>> Begin The data

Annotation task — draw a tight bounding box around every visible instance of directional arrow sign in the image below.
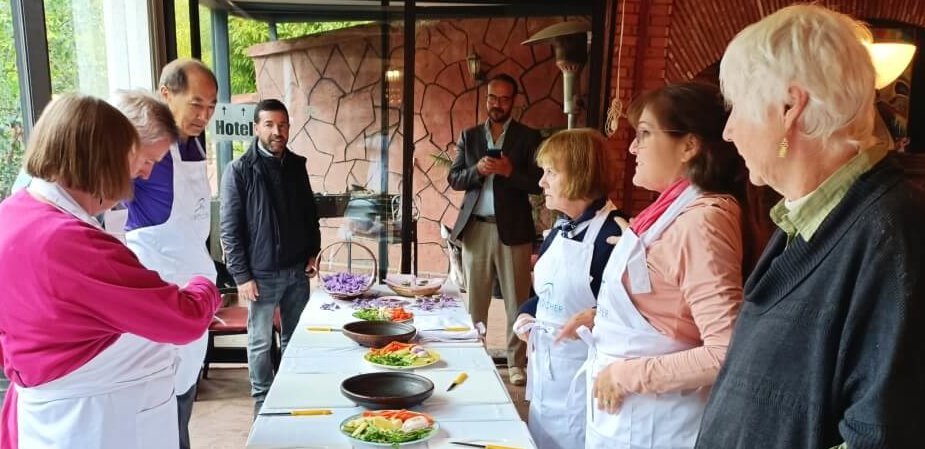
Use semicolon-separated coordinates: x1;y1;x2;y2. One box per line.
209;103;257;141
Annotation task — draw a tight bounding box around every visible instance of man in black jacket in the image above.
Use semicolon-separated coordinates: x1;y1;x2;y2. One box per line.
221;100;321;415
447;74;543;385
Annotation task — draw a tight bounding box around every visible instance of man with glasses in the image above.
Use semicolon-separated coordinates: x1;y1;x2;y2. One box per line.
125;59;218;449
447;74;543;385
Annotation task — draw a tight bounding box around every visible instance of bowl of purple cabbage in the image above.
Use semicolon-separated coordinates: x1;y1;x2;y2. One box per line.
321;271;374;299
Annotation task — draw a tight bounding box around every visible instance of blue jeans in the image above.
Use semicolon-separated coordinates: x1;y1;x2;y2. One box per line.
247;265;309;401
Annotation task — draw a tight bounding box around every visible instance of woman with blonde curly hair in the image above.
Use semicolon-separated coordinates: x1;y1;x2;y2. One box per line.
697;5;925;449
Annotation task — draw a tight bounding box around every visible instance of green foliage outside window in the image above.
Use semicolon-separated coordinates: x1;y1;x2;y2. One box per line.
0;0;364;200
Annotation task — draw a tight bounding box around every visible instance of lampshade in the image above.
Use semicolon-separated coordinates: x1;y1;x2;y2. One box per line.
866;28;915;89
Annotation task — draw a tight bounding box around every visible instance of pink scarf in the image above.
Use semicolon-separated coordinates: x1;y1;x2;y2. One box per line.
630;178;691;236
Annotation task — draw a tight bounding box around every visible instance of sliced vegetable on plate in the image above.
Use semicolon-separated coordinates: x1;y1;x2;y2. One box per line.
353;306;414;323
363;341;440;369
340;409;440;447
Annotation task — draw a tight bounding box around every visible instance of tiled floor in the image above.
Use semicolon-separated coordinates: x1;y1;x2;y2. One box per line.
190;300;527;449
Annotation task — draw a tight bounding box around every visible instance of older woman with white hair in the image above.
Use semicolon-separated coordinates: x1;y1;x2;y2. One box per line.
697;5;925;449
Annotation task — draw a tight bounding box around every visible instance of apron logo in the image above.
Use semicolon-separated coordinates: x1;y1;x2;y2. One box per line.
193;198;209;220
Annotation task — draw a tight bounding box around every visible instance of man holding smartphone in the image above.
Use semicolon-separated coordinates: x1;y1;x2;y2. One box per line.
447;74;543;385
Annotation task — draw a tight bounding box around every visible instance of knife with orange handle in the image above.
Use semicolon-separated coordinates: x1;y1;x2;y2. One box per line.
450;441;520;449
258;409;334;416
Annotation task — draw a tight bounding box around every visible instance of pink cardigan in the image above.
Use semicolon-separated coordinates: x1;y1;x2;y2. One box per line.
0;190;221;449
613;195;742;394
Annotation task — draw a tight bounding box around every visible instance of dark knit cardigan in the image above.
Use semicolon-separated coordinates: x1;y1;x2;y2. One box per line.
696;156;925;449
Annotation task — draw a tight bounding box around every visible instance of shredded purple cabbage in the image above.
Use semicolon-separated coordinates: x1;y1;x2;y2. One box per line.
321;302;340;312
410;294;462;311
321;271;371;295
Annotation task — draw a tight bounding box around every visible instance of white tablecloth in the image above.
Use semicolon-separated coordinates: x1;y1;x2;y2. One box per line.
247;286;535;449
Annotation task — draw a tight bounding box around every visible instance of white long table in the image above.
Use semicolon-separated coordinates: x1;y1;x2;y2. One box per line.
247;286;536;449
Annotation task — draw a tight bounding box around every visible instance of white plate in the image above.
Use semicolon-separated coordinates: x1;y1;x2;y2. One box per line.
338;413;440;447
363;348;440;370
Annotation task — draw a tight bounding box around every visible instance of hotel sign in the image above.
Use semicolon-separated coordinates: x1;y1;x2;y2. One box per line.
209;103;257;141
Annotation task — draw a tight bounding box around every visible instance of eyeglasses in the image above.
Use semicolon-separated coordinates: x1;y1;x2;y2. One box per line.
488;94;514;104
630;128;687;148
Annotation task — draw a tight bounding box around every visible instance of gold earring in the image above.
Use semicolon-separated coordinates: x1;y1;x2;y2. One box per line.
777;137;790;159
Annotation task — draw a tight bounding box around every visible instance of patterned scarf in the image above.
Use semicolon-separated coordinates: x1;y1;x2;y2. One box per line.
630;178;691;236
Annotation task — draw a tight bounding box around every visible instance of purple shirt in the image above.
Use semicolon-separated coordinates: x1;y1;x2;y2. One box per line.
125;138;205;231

>> End The data

● **Exercise aim**:
Put the entire listing above into a two-column CSV with the headers instruction and coordinates. Each row should pair one instruction text with its boxes, each value enclosed in double quotes and line breaks replaced by spaces, and the pictures should be left out.

● **Complete output**:
instruction,coordinates
"Annotation task — draw a tight bounding box around every visible instance of directional arrow sign in the image below. Use semicolon-separated coordinates: x1;y1;x2;y2. One box per line.","209;103;257;141"
"Annotation task — draw a tight bounding box around every visible instance of man in black jacket in the image above. Use semicolon-separated coordinates: x1;y1;x2;y2. One box per line.","221;100;321;415 447;74;543;385"
"Annotation task — draw a tight bounding box around every visible instance of man with glasses in the image above. Use semicolon-separated coordinates: x1;y1;x2;y2. One box per line.","125;59;218;449 447;74;543;385"
"Annotation task — draw a tight bounding box around every visible instance of bowl of purple cabbage in the image above. Use semicolon-separated coordinates: x1;y1;x2;y2. One box per line.","321;271;374;299"
"Annotation task — draw a tight bounding box around every visible instance of blue jeans in the image above. Use semicolon-separated coordinates: x1;y1;x2;y2. One box per line.","247;265;309;401"
"Annotation task — draw a tight bounding box around every visible instance of woman with blonde curly hair in the image above. Use semicolon-separated coordinates: x1;y1;x2;y2. One box per line.","697;5;925;449"
"Annotation task — draw a tight bounding box around every visible instance of green foliage outside window in the image above. Use semicolon-separated coordinates: x1;y1;x2;y2. One box per line.","0;0;364;200"
"Annotation task — draw a tight bounding box around every visible instance of lampshade in the image above. Use semicolon-separated coordinates: x1;y1;x2;y2. One box per line.","866;28;915;89"
"Annotation task — draw a tight bounding box around every visible instance of pink scarf in the image above. Use semicolon-separated coordinates: x1;y1;x2;y2. One box per line.","630;178;691;236"
"Annotation task — draw a tight bounding box around every visible instance of sliced vegetable on plate in the image above. Use semicolon-separated coordinates: x1;y1;x2;y2. One box per line.","353;306;414;323 363;341;440;369 340;409;440;447"
"Annotation task — draw a tight bounding box around every visible instance of tiled floor in the image above. Use semicolon-separated coordinates: x1;y1;x2;y2. One box per line.","190;300;527;449"
"Annotation task — draw a tight bounding box around every visible instance of older woman with white hair in the image above. Use semicolon-separated coordinates: x1;y1;x2;y2. One box per line.","697;5;925;449"
"Annotation task — draw a tight bounding box around every visible instance of apron logo in the image above. Use semicolon-separated coordinates: x1;y1;x2;y2. One box per line.","193;198;209;220"
"Annotation task — draw a tight bounding box around every visible instance of man holding smartphone in the image above. Use semicolon-separated coordinates: x1;y1;x2;y2. One box per line.","447;74;543;385"
"Annotation task — draw a tight bounding box around every visible instance of knife with orange handle in the image above. Use semicolon-separated coordinates: x1;y1;x2;y2. One box per line.","450;441;520;449 258;409;334;416"
"Annotation task — draw a tight bounding box around every visible instance of pink cardigan in the image above. Use semicolon-separated coordinates: x1;y1;x2;y2. One box per line.","0;190;221;449 613;195;742;394"
"Annotation task — draw a tight bounding box around every visible instance of dark knit cardigan in the image above. Use semicolon-separated coordinates: x1;y1;x2;y2. One box per line.","696;156;925;449"
"Annotation task — draw a tight bounding box around every visible instance of shredded purple cabbage in the image above. Use semicolon-separated coordinates: x1;y1;x2;y2. One box per line.","321;302;340;312 410;294;462;311 321;271;371;295"
"Annotation task — draw a tight bounding box around every visible instance of white tablecloth in the image above. Use semicolon-separated coordinates: x1;y1;x2;y2. One box per line.","247;286;535;449"
"Annotation task — draw a tight bounding box around every visible instance of white long table in the image above. Use semicolon-separated coordinates: x1;y1;x2;y2. One box per line.","247;286;536;449"
"Annotation task — draw a tight bounding box around every visible instance of white plate in the image above. Use semicolon-separated coordinates: x1;y1;x2;y2. One box per line.","338;413;440;447 363;348;440;370"
"Annotation task — draw a tight bounding box around every visible instance of hotel sign in the image above. Use semicolon-separated coordinates: x1;y1;x2;y2. One box per line.","209;103;257;141"
"Annotation task — draw a tight bounding box around every visible instance of eyeglasses in the image above. Use semicolon-separated coordinates: x1;y1;x2;y2. One box per line.","488;94;514;104 630;128;687;148"
"Annotation task — draw a tight bounding box around every visible instance of gold earring in the image above. Use semicolon-separated coordinates: x1;y1;x2;y2. One box per line.","777;137;790;159"
"Annotation task — draw a tight bounding box around every visible instance of patterned scarf in the image above. Use semicolon-separated coordinates: x1;y1;x2;y2. One box per line.","630;178;691;236"
"Annotation task — draw a tight bounding box around every visible instance of purple shirt in the image above. Use semicolon-separated coordinates: x1;y1;x2;y2. One box per line.","125;138;205;231"